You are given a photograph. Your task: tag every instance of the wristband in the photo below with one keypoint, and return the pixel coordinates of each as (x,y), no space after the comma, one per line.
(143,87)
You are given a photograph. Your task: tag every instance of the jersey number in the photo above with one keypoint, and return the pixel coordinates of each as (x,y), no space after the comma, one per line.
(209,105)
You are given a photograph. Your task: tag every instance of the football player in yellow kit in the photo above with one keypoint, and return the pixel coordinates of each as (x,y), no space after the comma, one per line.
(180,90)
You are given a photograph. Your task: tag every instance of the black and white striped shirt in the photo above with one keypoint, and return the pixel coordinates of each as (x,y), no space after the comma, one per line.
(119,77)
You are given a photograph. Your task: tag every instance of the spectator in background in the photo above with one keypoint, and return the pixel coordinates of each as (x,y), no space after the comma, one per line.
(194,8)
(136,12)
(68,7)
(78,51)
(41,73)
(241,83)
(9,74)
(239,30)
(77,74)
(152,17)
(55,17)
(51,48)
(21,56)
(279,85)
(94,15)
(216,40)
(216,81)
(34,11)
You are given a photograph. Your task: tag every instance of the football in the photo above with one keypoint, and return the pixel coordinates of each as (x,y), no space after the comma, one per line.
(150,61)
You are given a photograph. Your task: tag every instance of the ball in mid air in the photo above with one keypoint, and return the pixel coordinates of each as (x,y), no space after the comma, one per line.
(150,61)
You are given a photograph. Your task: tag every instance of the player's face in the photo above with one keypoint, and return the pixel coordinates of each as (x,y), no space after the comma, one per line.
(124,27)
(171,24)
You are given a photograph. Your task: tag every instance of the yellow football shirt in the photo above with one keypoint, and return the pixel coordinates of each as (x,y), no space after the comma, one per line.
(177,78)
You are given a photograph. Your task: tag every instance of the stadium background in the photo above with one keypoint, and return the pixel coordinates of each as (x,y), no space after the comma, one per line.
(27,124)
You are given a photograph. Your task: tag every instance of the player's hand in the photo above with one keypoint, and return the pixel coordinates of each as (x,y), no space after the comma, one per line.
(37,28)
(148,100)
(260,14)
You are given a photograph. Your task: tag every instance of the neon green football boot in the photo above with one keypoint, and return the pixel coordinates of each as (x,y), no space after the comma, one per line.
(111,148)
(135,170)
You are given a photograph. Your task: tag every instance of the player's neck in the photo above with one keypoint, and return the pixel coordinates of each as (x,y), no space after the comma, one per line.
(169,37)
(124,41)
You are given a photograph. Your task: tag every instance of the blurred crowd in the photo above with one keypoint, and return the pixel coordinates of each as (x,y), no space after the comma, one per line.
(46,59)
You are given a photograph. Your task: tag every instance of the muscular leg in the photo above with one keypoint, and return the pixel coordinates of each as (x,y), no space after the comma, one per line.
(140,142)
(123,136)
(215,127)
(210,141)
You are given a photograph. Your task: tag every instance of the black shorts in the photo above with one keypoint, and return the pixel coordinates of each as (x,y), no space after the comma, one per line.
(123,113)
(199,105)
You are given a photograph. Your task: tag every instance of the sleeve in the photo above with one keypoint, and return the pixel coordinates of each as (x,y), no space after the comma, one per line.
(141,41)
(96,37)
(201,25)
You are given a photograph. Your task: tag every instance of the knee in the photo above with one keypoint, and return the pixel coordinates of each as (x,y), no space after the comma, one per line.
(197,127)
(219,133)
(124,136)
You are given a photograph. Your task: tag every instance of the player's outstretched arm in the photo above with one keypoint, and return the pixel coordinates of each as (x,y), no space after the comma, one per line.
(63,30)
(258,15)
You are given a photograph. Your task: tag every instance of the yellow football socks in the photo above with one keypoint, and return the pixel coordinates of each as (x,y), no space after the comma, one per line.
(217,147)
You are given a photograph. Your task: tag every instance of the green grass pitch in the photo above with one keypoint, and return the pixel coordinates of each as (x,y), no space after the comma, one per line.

★ ★ ★ ★

Direction =>
Copy out again, word for word, the stretch of rows from the line containing "yellow football socks" through the last row.

Solved problem =>
You are given a photograph. Your task: tag every instance of the yellow football socks in the photo above with one keypoint, and return the pixel coordinates of each as (x,y), no space after the comma, one per line.
(217,147)
You are given a photograph. Your task: tag every instance of the green grass pitch in the photo above with one keypoint, and return the pixel coordinates of each as (x,y), no space after the comma, one per line.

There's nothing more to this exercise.